WORK INSTRUCTIONS: Continue the abstract on the comparability of diabetes mortality statistics in the United States and Mexico, starting after its last sentence.

Improving the comparability of diabetes mortality statistics in the United States and Mexico

Christopher JL Murray, MD, DPhil1&,2&,3, Rodrigo H Dias, BS2, Sandeep C Kulkarni, AB2&,4, Rafael Lozano, MD5, Gretchen A Stevens, MSc1&,2 and Majid Ezzati, PhD1&,2

1 Harvard School of Public Health, Boston, USA
2Initiative for Global Health, Harvard University, Cambridge, USA
3University of Washington, Seattle, USA
4University of California, San Francisco, USA
5Secretaría de Salud, Distrito Federal, Mexico

majid_ezzati{at}harvard.edu

ABSTRACT

Objective: To increase the cross-state comparability of diabetes mortality statistics related in the US and Mexico.

Methods: We used multinomial logistic regression to estimate the effects of individual and community factors on a death for which diabetes was recorded as one of the multiple contributing causes of death (MCD) being assigned to diabetes as the underlying cause of death (UCD), versus to cardiovascular, other non-communicable, or communicable diseases. We used the model to estimate state-level diabetes death rates that are standardized in the individual and community factors.

Stored records:
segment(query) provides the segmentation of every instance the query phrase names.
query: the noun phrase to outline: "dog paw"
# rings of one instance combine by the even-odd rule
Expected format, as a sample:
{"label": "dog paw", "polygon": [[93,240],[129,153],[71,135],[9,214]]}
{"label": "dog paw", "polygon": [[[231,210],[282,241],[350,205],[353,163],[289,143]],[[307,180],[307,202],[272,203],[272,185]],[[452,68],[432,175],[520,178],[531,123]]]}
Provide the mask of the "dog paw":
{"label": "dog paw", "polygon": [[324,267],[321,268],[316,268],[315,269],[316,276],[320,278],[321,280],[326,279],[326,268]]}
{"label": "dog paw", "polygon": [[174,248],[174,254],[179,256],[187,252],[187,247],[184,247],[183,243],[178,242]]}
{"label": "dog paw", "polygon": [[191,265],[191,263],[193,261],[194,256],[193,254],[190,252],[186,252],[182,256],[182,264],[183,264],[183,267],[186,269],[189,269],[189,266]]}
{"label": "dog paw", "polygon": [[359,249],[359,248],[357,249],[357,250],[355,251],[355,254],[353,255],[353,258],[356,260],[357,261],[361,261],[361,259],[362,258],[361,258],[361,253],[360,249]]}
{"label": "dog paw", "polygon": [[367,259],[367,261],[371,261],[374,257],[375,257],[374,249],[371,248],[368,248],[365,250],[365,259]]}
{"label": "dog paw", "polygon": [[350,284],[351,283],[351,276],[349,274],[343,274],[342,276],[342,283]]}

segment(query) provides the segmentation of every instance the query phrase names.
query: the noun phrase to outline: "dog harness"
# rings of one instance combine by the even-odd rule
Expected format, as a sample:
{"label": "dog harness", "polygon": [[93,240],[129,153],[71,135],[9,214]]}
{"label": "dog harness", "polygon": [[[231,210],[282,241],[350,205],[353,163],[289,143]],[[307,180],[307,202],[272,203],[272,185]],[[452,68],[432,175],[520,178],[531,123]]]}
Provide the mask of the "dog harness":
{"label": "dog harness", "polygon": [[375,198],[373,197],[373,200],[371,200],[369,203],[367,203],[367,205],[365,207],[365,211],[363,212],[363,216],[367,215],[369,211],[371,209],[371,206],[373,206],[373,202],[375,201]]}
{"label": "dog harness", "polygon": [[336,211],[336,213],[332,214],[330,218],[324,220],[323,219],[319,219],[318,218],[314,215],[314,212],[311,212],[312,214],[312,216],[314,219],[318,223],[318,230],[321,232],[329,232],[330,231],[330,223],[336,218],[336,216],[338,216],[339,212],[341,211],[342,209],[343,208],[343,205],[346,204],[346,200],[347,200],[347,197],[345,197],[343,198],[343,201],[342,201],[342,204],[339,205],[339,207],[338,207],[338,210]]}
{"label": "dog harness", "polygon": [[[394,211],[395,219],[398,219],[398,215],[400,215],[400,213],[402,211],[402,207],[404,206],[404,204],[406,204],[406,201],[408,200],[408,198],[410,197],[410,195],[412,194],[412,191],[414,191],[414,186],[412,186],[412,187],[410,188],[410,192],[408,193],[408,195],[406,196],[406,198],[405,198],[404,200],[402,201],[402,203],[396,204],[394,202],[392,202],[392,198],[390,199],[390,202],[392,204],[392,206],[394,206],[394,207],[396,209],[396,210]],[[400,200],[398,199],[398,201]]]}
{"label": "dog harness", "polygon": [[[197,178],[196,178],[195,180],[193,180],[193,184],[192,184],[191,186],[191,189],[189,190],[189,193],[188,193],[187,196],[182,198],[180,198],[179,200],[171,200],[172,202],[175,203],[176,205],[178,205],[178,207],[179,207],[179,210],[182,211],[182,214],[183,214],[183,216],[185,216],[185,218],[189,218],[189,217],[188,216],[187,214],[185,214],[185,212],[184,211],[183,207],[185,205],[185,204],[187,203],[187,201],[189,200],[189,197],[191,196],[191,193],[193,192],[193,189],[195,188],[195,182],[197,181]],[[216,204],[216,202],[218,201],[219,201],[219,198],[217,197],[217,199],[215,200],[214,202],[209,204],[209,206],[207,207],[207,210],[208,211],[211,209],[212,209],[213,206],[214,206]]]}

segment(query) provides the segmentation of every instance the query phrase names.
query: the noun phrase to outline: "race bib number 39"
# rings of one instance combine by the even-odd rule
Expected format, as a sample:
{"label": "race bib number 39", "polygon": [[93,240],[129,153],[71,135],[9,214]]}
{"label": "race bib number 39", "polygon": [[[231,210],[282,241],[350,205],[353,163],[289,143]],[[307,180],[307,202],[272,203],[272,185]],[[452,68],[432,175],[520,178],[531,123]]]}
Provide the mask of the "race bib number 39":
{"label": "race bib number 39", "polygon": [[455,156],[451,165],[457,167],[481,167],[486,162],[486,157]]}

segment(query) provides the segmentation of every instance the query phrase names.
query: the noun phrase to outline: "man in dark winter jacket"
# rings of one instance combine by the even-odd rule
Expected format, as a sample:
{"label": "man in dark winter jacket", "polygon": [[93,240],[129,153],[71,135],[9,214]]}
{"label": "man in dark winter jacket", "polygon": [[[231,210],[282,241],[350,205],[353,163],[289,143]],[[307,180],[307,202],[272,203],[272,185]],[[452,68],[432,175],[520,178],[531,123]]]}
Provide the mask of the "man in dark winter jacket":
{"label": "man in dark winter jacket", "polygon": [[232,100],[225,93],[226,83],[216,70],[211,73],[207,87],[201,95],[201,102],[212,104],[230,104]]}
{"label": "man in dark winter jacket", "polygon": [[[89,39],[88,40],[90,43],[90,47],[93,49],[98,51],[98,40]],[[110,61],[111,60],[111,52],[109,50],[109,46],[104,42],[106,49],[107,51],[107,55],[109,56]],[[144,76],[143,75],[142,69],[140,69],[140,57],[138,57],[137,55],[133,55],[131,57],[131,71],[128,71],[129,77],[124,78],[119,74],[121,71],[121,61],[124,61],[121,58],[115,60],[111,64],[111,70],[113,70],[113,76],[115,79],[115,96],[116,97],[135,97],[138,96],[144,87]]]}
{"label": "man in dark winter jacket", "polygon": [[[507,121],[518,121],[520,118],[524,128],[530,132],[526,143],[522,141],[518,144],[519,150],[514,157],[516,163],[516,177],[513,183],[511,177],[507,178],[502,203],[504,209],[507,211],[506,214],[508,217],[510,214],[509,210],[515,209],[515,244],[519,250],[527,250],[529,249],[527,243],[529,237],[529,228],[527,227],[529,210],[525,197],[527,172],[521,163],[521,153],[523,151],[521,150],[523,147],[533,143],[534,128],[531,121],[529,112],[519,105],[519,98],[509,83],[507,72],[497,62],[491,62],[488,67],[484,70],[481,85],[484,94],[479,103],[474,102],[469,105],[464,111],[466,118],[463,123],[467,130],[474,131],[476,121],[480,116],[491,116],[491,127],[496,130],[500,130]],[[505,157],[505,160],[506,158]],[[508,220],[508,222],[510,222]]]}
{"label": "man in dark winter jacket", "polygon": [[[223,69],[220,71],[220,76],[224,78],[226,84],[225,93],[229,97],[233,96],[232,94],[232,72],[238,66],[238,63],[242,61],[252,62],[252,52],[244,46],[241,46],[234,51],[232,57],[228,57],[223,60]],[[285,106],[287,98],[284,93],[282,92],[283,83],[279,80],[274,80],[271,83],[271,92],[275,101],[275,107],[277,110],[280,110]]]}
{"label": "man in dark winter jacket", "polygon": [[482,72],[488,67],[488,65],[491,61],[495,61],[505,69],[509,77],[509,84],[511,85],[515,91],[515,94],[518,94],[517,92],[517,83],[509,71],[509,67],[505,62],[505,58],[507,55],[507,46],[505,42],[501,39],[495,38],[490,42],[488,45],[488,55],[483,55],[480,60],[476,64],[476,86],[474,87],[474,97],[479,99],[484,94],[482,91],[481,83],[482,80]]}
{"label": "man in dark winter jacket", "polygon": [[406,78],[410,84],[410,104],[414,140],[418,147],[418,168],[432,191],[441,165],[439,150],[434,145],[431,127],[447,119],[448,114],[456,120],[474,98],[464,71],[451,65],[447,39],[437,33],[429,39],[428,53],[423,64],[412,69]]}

ANSWER BOX:
Results: Deaths with diabetes as one of the multiple causes of death were more likely to be assigned to cardiovascular causes if they occurred in hospitals or had a necropsy, and if the decedents were from states with higher BMI and SBP, more educated, or insured. Adjusting for individual- and community-level factors substantially increased the cross-state correlation of diabetes UCD and diabetes MCD mortality rates. The adjustment also reduced the number of direct diabetes deaths by 10% in the USA and by 24% in Mexico. In the US, UCD diabetes deaths declined most in Utah, New Mexico, New Jersey and Louisiana, and increased in California and Hawaii. In Mexico, adjusted diabetes deaths were smaller than observed ones in all states by 3-34%. An additional 126,300 IHD and stroke deaths in the US and 19,497 in Mexico were attributable to high blood glucose.

Conclusions: There is a need to improve the comparability of diabetes cause of death assignment, especially in relation to cardiovascular diseases.